Testo del problema: Indica, per favore, quante delle righe qui sotto contengono la parola "inside", distinguendo tra maiuscole e minuscole. Scrivi soltanto il numero.

Righe riportate:
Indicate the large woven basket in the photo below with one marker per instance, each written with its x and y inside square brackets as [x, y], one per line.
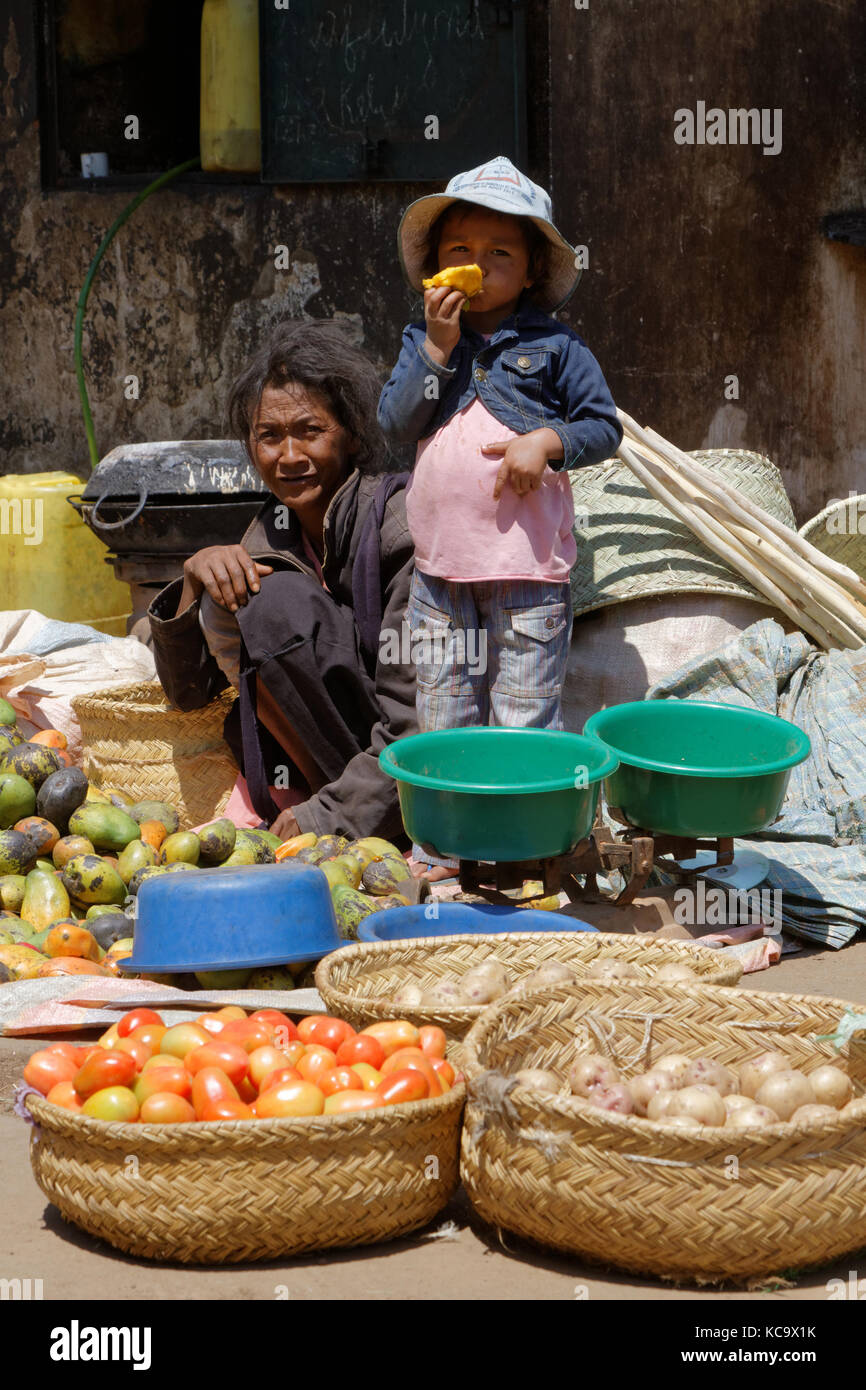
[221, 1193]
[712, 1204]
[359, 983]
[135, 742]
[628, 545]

* * *

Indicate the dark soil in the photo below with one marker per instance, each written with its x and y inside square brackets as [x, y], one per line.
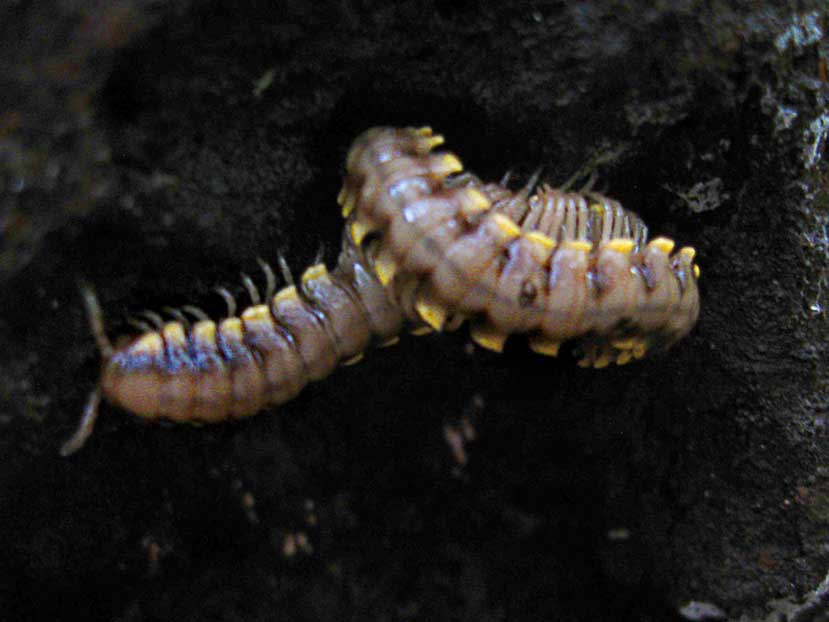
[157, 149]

--

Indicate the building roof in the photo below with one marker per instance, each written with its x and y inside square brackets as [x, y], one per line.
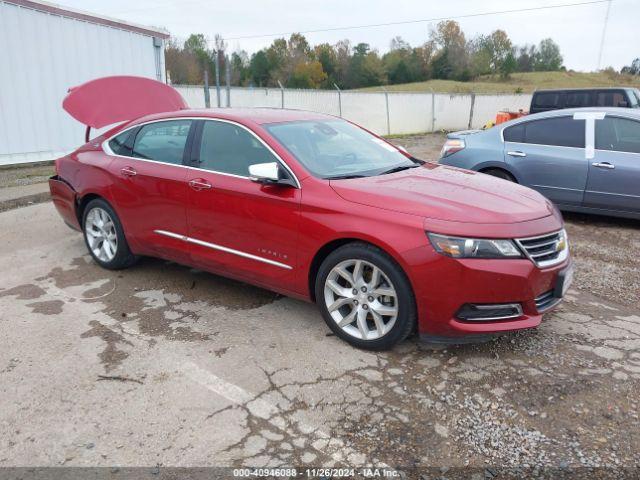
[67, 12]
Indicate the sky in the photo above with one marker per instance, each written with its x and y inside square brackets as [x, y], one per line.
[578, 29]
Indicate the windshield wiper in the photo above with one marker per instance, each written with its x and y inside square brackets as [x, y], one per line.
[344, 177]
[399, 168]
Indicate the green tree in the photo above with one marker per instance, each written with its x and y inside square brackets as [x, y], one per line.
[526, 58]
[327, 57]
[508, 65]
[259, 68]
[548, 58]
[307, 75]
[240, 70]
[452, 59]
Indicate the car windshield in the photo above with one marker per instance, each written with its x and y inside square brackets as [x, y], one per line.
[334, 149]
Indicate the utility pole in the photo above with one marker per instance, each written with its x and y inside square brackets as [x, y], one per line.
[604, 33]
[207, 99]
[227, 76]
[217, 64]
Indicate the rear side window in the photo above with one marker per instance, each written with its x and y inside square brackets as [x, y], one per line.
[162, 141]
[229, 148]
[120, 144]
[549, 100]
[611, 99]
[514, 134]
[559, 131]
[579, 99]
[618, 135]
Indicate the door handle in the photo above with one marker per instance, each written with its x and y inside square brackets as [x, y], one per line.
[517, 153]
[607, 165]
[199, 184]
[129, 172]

Risultato: 10